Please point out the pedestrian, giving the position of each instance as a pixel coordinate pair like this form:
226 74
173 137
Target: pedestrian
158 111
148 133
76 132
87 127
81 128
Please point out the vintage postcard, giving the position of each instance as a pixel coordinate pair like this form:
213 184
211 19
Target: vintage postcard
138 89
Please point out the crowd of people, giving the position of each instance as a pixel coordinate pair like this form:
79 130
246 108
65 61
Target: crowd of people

◆ ◆ ◆

Exercise objective
Copy out the lines of the entries above without any changes, beginning with the line that contains "Please point out the crowd" and continuing through the final line of the entries.

Expected answer
Please point out the crowd of people, giving the position of each instance as a pixel coordinate pair like this form:
79 130
246 108
65 61
Target: crowd of people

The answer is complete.